[Rows from a dataset]
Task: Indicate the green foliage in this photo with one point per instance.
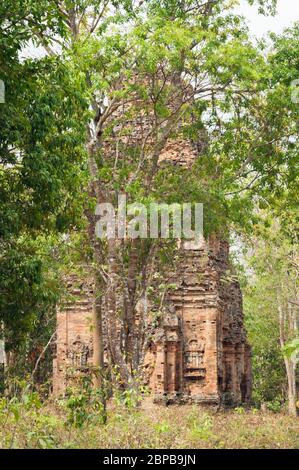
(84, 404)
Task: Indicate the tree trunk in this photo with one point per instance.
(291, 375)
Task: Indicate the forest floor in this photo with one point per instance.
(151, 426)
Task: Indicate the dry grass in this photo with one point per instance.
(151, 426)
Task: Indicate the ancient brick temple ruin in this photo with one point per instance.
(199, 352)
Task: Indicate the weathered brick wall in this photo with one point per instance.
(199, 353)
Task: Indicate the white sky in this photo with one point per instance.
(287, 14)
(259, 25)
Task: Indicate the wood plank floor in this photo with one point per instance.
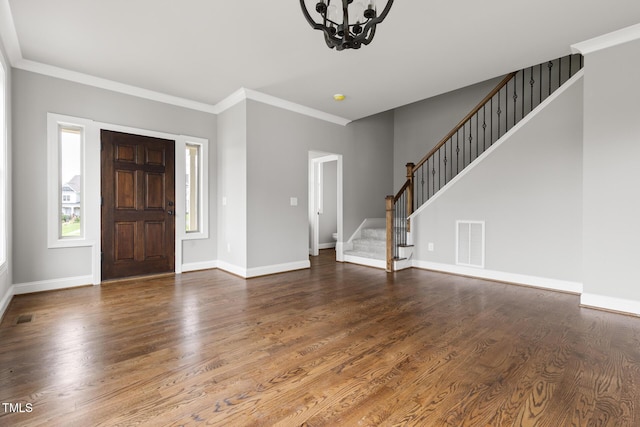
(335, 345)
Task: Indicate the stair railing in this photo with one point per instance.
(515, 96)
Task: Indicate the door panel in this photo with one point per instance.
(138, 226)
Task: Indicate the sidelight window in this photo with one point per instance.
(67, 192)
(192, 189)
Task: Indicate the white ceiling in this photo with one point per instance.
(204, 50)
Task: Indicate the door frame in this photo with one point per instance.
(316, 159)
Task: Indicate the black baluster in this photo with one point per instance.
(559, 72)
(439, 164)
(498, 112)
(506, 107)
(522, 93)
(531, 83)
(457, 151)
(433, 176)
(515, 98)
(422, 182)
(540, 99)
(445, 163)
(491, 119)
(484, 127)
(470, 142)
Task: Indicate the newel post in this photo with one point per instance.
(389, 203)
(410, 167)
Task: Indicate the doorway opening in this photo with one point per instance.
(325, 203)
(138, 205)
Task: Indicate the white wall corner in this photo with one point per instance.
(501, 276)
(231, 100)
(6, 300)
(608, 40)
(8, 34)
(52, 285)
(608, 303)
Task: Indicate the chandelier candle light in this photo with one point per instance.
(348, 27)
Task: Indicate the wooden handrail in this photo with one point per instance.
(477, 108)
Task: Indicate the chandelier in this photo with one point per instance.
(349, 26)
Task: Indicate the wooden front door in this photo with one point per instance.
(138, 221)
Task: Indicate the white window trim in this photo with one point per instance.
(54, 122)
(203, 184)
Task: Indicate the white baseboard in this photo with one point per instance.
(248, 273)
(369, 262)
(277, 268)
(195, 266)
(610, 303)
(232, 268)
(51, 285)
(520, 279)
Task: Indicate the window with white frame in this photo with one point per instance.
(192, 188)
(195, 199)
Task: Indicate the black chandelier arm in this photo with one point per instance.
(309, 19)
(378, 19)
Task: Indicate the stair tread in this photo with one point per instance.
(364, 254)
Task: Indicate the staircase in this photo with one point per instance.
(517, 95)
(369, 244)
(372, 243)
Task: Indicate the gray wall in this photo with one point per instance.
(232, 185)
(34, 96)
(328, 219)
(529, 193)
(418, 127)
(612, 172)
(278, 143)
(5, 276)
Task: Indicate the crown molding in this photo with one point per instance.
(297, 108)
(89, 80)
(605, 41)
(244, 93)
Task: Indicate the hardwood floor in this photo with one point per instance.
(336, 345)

» What the task requires
Reproduce without any change every line from the one containing "Task: Indicate the wooden front" through the final line of the rows, including both of those lines.

» Response to the task
Task: Indicate the wooden front door in this photo with one point per instance.
(138, 221)
Task: Indicate the white window trim in this photo with one point per instance.
(54, 122)
(203, 184)
Task: Indicate the white baseboard in this photo with one point per instance.
(248, 273)
(369, 262)
(277, 268)
(195, 266)
(610, 303)
(232, 268)
(51, 285)
(520, 279)
Task: Indicate the window with white frame in this photo with one point per instance.
(192, 188)
(195, 199)
Task: Indicate the black chandelier arm in this photo with one point per instance.
(309, 19)
(378, 19)
Task: Indicate the stair tread in this photo with one point per instance.
(364, 254)
Task: Indicate the staircase in this photo with one point per instance.
(517, 95)
(369, 244)
(372, 243)
Task: Indicate the gray wall in this photo with one point per instance.
(232, 185)
(34, 96)
(328, 219)
(529, 193)
(418, 127)
(612, 172)
(278, 143)
(5, 276)
Task: Indicate the crown molding in this photo with one point per instance.
(297, 108)
(89, 80)
(605, 41)
(244, 93)
Task: Indicate the hardwood floor in this photo with one point per instance.
(336, 345)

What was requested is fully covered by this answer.